### EXERCISE DIRECTIONS
Can you reproduce, word for word, the stretch of the data below from the line containing "Can you tell me where the interior" (that line included) through the end of the data?

### EXERCISE MATERIAL
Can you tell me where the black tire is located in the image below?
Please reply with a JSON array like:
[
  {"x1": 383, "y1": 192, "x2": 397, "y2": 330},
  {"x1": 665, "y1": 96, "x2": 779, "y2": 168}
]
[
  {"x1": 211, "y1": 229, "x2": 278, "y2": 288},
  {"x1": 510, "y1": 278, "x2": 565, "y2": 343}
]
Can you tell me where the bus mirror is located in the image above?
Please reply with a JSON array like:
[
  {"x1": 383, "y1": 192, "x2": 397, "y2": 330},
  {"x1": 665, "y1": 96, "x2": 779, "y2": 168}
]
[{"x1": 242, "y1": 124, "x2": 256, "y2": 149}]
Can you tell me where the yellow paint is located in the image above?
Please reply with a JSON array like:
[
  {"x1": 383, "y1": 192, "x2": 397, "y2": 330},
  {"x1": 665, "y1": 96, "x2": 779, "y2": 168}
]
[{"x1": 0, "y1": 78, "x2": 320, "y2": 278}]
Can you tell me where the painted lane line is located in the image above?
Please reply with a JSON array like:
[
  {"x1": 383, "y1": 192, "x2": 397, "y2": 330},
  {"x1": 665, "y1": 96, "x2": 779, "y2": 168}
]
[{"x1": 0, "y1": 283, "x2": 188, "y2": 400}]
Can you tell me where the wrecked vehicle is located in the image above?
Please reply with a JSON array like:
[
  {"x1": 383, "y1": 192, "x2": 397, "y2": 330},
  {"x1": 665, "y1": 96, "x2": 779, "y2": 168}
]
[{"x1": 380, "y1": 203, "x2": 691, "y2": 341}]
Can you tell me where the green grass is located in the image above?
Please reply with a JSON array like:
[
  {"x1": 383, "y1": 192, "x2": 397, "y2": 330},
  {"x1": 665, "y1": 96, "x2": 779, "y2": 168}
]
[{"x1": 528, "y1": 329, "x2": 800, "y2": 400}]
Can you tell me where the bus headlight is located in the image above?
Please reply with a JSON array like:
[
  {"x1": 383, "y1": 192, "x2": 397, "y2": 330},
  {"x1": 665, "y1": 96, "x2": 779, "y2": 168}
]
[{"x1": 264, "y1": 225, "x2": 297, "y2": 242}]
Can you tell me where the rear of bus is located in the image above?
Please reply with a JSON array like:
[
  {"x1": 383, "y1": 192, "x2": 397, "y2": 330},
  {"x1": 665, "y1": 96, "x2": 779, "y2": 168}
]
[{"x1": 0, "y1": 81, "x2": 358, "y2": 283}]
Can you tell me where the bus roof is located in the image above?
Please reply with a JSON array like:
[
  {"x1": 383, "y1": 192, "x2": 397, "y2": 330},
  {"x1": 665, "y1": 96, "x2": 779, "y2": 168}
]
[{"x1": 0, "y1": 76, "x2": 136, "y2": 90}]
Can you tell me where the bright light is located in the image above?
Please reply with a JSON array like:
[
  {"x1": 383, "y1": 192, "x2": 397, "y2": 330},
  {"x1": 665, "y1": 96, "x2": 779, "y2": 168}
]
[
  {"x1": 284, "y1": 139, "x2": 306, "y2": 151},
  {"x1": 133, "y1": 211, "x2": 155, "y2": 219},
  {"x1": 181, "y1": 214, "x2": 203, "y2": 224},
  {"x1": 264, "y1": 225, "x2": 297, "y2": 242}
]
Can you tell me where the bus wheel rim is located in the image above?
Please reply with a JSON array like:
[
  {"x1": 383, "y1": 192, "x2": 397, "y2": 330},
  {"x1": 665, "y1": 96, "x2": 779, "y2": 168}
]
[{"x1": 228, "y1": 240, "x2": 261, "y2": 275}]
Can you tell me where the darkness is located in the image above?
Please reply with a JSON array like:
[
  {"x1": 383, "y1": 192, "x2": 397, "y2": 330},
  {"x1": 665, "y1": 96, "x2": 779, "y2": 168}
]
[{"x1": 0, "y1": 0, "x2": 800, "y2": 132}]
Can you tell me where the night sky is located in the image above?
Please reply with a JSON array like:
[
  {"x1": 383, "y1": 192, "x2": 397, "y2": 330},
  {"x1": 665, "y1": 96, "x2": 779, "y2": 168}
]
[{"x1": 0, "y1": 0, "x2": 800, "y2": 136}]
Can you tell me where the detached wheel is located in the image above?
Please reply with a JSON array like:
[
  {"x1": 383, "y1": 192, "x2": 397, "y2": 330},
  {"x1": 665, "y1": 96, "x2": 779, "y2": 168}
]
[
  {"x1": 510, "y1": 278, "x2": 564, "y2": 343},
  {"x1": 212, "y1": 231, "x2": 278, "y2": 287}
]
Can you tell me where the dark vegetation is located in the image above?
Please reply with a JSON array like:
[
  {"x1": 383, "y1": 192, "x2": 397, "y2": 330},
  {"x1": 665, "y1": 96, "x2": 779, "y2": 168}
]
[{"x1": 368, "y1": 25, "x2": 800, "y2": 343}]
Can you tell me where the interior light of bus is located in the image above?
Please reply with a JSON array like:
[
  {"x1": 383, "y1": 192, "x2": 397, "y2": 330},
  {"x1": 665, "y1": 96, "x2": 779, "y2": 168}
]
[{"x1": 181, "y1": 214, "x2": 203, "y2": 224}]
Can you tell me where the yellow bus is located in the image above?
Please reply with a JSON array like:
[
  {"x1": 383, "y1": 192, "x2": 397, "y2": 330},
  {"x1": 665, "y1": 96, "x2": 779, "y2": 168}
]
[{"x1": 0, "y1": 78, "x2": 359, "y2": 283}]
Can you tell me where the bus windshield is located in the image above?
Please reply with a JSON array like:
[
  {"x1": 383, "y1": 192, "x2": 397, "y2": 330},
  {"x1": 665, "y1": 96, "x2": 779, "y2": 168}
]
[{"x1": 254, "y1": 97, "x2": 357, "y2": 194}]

### REPLY TO THE EXERCISE
Can you tell me where the interior light of bus is located in the image above?
Please reply with a JSON array like:
[
  {"x1": 383, "y1": 192, "x2": 397, "y2": 330},
  {"x1": 665, "y1": 96, "x2": 779, "y2": 168}
]
[{"x1": 181, "y1": 214, "x2": 203, "y2": 224}]
Can you tell me where the yellow bus is located in the image above?
Please reply with a JSON array like:
[
  {"x1": 383, "y1": 192, "x2": 397, "y2": 330},
  {"x1": 665, "y1": 96, "x2": 779, "y2": 168}
]
[{"x1": 0, "y1": 78, "x2": 359, "y2": 283}]
Can you tell me where the bus windshield is located in the image above?
Please reply with a JSON array like:
[
  {"x1": 383, "y1": 192, "x2": 397, "y2": 330},
  {"x1": 665, "y1": 96, "x2": 779, "y2": 168}
]
[{"x1": 254, "y1": 97, "x2": 357, "y2": 194}]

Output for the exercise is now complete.